La simplificación del ambiente que me preocupaba antes, tiene lugar hoy bajo mis propios ojos. Los venenos y la lluvia ácida que arriban a los océanos están destruyendo ecosistemas marinos completos. E1 fitoplancton, base del ecosistema acuático, disminuye en cantidad, y zonas otrora abundantísimas en peces se van empobreciendo a un ritmo impresionante como consecuencia de la superexplotación. Vastas zonas del suelo se han convertido en desérticas y por doquier se mina la integridad de nuestra flora planetaria. No nos engañemos: la cuestión ecológica no es secundaria respecto a la crisis política, económica, militar. Si la próxima generación no alcanza a vivir la extinción termonuclear, tal vez sea porque se hallará frente a la extinción ecológica. Nos enfrentamos no sólo a una sociedad moribunda, sino también a un planeta moribundo y ambos sufren del mismo morbo y la misma causa: nuestra mentalidad histórica de dominio, cuya pretensión de <<progreso>> es hoy día una dramática mofa de la realidad.

¿Qué hacer como anarquistas?

¿Cómo podemos, en cuanto anarquistas, hacer frente a los cambios radicales en el campo técnico, económico, social y ecológico que hasta aquí he tratado? ¿Se trata acaso de cuestiones <<marginales>> subordinadas o irrelevantes respecto a nuestra incesante tarea de organizar a la clase trabajadora y de combatir la explotación ¿Cuáles son las prioridades <<programáticas>>, cuál es la <<orden del día>> de nuestro movimiento para los años subsiguientes a 1984, de existir un orden del día que pueda comprender nuestros esfuerzos a nivel internacional, al lado de nuestra oposición al Estado y al autoritarismo en todas sus formas?

◆ ENUNCIADO
Determine si cada afirmación concuerda con el texto sobre la crisis ecológica, respondiendo sí o no y citando literalmente las palabras del texto que lo deciden. (a) El texto sostiene que la cuestión ecológica es secundaria respecto a la crisis política, económica y militar. (b) Según el texto, vastas zonas del suelo se han vuelto desérticas. (c) El texto atribuye el empobrecimiento de zonas antes ricas en peces a la lluvia ácida.

◆ FILAS

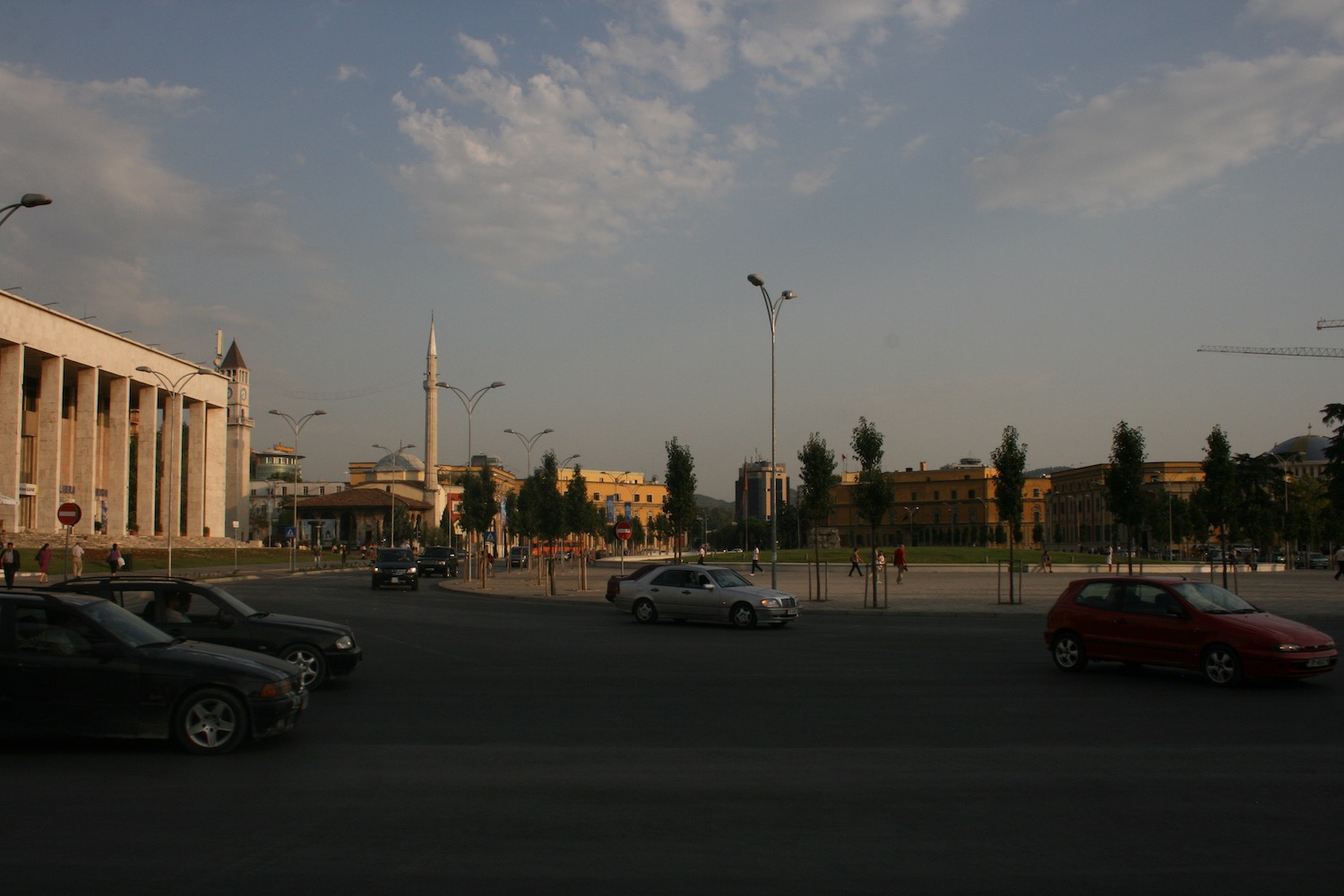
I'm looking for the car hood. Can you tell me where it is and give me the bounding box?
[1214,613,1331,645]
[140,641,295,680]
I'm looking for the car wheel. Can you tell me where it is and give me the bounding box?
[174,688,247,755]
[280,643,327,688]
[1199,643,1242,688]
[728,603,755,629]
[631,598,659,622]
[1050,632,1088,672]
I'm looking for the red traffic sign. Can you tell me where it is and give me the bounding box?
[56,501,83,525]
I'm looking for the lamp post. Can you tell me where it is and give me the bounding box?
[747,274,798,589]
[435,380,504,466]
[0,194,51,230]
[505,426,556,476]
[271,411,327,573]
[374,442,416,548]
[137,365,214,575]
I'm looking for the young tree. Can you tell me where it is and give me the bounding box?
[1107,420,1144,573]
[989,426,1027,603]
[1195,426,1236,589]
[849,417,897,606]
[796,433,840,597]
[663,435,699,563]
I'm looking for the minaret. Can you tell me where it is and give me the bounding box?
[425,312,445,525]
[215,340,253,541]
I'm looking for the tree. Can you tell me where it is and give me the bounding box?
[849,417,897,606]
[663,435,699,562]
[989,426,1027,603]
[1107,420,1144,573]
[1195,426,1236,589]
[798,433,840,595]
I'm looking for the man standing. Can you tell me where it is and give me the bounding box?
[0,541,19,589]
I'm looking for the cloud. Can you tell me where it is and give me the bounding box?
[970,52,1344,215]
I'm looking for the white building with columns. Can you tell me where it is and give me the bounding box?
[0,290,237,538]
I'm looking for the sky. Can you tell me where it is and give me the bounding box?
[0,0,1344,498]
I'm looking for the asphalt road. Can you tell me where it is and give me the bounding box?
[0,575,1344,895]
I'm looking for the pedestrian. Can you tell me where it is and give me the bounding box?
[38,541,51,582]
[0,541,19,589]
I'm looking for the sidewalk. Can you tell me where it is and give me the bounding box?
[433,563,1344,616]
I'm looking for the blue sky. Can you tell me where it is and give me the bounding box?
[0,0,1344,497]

◆ SOLUCIÓN
(a) No: «la cuestión ecológica no es secundaria respecto a la crisis política, económica, militar».
(b) Sí: «Vastas zonas del suelo se han convertido en desérticas».
(c) No: «se van empobreciendo a un ritmo impresionante como consecuencia de la superexplotación».